[指示]:
出典によると、量子鍵配送ネットワークはどの二つのレイヤで構成されますか。

[出典]:
════════

【東芝】グローバル規模の量子暗号通信の実現に向けた「大規模量子鍵配送ネットワーク制御技術」と「量子鍵配送高速化技術」を開発-量子暗号通信の大規模化と高速化によるセキュア通信サービスの適用範囲拡大へ-

2024年9月6日
株式会社 東芝

グローバル規模の量子暗号通信の実現に向けた
「大規模量子鍵配送ネットワーク制御技術」と「量子鍵配送高速化技術」を開発

-量子暗号通信の大規模化と高速化によるセキュア通信サービスの適用範囲拡大へ-

概要
 当社は、グローバル規模の量子暗号通信に不可欠となる、効率的かつ高速な量子鍵配送技術を開発しました。量子鍵配送ネットワークは、鍵の管理や配送経路の制御を行う「鍵管理レイヤ」と、実際に量子鍵を配送する「量子レイヤ」によって構成されますが、今般当社は、鍵管理レイヤにおいて効率的な鍵配送制御を行う「大規模量子鍵配送ネットワーク制御技術」および量子レイヤにおいて高速な鍵配送を実現する「量子鍵配送高速化技術」の開発に成功し、その有効性を実証しました。
 これらの量子鍵配送の大規模化・高速化技術を適用し量子鍵配送ネットワークを構築することで、より広い範囲で、より高速・大容量な量子暗号通信を実現できるようになります。

════════

(保存データ)
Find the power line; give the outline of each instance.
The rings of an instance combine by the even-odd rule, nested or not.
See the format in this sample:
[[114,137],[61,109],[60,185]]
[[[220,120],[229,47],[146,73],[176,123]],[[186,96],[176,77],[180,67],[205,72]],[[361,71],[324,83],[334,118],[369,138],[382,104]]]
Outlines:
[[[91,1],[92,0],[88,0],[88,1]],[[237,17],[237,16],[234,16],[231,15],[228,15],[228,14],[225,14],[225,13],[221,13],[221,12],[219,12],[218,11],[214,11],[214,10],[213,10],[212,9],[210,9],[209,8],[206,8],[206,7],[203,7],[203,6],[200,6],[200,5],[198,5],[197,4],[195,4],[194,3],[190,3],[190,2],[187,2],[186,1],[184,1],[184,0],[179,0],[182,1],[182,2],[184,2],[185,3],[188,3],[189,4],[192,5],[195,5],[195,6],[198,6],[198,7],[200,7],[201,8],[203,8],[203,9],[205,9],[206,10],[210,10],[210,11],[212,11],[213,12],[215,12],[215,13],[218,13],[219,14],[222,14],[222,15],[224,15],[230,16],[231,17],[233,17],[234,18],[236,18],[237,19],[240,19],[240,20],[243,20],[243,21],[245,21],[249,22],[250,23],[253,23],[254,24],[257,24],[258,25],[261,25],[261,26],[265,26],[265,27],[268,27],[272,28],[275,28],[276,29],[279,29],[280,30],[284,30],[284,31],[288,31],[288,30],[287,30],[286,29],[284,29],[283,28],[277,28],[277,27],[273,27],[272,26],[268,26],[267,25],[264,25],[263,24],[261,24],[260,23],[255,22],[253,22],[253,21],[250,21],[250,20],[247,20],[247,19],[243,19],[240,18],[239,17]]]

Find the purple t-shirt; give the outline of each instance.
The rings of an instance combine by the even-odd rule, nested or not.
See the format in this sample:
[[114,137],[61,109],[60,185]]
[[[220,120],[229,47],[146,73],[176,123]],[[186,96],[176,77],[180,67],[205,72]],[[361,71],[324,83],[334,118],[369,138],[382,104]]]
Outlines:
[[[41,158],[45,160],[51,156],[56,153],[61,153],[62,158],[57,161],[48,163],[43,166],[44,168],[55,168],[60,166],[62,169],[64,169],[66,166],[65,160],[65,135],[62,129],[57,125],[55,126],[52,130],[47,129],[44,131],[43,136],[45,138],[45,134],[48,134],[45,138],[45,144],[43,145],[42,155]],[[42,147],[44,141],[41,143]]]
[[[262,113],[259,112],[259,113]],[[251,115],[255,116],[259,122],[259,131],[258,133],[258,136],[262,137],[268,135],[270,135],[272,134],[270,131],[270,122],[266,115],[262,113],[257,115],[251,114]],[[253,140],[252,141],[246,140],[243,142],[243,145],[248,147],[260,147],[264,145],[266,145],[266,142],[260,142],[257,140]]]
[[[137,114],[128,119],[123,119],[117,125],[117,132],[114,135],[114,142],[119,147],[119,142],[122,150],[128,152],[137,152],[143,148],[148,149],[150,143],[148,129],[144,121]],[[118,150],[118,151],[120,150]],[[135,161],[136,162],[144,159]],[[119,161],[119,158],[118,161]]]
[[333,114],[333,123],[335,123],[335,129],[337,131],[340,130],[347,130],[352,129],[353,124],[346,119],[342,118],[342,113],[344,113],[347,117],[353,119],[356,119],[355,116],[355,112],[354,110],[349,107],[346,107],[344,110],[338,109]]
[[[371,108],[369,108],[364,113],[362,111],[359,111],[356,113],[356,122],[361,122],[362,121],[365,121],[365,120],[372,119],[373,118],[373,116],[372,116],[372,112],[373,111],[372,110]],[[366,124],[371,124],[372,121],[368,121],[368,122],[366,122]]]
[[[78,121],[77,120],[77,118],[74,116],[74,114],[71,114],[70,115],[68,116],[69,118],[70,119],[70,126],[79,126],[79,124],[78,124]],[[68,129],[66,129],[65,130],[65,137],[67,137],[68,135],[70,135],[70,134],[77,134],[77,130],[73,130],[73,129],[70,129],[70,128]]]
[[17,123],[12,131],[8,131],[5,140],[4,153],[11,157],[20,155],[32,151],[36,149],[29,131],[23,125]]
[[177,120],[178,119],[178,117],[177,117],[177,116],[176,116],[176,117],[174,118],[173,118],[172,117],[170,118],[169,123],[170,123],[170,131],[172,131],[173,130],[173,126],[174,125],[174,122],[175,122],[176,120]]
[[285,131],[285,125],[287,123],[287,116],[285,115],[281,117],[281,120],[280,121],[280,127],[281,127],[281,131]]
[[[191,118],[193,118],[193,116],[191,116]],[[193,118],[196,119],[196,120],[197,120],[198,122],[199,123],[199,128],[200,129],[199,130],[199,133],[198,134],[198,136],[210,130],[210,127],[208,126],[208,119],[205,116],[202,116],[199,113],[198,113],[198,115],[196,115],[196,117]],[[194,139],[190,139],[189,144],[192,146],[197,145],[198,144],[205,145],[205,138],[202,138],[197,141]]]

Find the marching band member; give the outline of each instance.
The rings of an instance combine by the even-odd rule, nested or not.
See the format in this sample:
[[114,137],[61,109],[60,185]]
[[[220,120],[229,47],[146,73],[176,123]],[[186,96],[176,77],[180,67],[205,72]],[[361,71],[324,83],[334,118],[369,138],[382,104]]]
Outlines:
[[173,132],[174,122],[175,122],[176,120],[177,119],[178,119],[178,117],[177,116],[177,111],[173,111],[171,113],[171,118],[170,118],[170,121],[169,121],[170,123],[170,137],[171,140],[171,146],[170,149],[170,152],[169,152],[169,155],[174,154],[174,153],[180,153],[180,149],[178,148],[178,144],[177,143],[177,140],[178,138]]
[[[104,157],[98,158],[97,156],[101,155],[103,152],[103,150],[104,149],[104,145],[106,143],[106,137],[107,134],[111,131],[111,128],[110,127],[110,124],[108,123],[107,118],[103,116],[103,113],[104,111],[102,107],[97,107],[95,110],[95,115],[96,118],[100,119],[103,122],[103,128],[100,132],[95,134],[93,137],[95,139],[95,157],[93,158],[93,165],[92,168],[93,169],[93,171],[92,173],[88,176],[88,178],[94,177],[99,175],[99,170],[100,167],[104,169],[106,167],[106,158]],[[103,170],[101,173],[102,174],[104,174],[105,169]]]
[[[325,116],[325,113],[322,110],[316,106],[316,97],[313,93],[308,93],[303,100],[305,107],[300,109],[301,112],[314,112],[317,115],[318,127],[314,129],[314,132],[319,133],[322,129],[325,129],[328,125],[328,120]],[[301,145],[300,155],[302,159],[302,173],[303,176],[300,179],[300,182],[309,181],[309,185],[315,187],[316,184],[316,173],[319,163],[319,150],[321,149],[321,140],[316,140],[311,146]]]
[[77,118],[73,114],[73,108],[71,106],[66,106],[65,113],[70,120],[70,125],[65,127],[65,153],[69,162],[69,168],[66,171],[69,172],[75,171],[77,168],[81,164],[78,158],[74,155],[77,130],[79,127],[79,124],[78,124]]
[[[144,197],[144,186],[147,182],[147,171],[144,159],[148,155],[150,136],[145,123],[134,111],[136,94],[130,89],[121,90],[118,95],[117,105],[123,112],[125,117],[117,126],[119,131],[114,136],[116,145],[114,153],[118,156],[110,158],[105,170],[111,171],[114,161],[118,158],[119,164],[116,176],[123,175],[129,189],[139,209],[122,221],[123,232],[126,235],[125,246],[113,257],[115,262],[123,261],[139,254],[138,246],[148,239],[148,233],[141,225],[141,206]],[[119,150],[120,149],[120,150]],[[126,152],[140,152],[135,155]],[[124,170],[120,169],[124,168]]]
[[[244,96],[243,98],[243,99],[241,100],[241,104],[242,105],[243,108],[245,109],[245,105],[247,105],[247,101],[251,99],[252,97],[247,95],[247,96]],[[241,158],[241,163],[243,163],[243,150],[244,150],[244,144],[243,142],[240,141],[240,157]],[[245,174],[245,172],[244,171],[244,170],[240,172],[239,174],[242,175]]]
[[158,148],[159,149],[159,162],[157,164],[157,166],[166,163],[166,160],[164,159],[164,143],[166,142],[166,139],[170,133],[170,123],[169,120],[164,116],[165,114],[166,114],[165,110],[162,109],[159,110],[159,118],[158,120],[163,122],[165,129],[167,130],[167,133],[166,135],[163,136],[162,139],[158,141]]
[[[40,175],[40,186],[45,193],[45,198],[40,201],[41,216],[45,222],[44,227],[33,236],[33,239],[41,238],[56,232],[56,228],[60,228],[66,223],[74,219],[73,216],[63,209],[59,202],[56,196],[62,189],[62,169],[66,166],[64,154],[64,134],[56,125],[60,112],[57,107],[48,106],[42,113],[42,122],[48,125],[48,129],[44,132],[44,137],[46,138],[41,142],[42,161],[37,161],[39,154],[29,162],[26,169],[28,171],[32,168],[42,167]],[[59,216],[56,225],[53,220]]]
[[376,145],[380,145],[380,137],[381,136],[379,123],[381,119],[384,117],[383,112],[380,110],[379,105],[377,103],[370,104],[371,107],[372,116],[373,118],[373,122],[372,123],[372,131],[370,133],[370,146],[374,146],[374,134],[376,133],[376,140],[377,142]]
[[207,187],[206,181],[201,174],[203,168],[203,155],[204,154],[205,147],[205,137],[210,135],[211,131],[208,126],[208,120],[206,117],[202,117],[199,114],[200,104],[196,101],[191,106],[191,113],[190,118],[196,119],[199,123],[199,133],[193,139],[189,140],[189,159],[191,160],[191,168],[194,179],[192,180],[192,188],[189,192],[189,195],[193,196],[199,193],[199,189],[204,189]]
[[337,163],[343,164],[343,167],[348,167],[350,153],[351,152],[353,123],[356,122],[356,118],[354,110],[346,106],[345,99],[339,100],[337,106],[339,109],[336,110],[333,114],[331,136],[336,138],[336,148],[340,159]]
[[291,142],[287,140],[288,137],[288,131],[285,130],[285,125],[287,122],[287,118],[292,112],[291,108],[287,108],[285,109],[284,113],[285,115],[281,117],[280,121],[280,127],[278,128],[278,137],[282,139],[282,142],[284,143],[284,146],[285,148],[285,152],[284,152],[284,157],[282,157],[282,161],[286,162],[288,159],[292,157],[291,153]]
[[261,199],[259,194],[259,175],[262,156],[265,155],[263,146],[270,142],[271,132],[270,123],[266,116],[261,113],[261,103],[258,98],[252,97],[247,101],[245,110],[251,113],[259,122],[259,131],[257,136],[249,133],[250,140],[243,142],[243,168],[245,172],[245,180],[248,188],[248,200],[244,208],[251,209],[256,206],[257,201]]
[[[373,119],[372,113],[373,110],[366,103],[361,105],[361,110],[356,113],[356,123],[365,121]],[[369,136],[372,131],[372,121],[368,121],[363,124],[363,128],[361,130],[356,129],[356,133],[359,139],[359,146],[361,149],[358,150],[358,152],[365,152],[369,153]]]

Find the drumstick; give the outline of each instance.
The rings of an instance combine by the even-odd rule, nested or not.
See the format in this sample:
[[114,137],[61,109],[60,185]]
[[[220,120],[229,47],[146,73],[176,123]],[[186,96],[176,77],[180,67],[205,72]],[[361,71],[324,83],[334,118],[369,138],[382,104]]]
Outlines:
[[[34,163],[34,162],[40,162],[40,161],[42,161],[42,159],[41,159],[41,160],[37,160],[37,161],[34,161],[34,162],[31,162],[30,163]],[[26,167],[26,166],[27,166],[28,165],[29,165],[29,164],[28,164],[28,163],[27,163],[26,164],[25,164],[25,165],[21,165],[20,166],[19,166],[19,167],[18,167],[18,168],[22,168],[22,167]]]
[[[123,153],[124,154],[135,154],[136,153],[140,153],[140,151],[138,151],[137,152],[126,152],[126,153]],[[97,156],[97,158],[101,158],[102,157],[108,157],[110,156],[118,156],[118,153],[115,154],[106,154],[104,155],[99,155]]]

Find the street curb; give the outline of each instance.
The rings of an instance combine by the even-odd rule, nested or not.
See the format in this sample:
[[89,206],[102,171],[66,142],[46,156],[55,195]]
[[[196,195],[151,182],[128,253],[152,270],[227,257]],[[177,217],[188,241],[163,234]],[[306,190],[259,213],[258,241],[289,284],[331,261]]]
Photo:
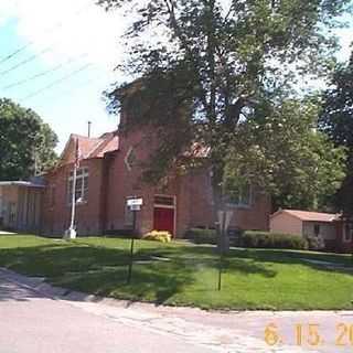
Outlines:
[[327,313],[338,313],[340,315],[352,315],[353,310],[288,310],[288,311],[272,311],[272,310],[205,310],[195,307],[173,307],[173,306],[163,306],[156,304],[150,302],[142,301],[129,301],[121,300],[115,298],[100,297],[96,295],[88,295],[82,291],[71,290],[63,287],[55,287],[47,282],[45,282],[44,277],[29,277],[25,275],[18,274],[8,268],[0,267],[0,279],[3,277],[6,280],[10,282],[14,282],[19,287],[32,290],[42,297],[46,297],[52,300],[64,300],[64,301],[82,301],[82,302],[92,302],[92,303],[103,303],[111,307],[121,307],[121,308],[133,308],[133,307],[142,307],[146,309],[156,309],[159,308],[161,310],[168,309],[173,310],[175,313],[178,311],[193,311],[194,313],[203,313],[203,314],[221,314],[221,315],[237,315],[237,314],[247,314],[249,317],[256,315],[260,317],[268,314],[327,314]]

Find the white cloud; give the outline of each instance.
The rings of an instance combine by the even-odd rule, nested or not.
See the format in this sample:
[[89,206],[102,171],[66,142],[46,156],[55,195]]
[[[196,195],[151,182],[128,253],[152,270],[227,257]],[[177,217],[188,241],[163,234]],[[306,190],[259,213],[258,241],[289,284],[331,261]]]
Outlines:
[[[18,19],[18,34],[49,64],[87,53],[87,60],[104,71],[111,71],[121,50],[118,38],[126,21],[106,12],[93,0],[1,0],[0,21]],[[1,24],[1,22],[0,22]]]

════════

[回答]:
鍵の管理や配送経路の制御を行う「鍵管理レイヤ」と、実際に量子鍵を配送する「量子レイヤ」です。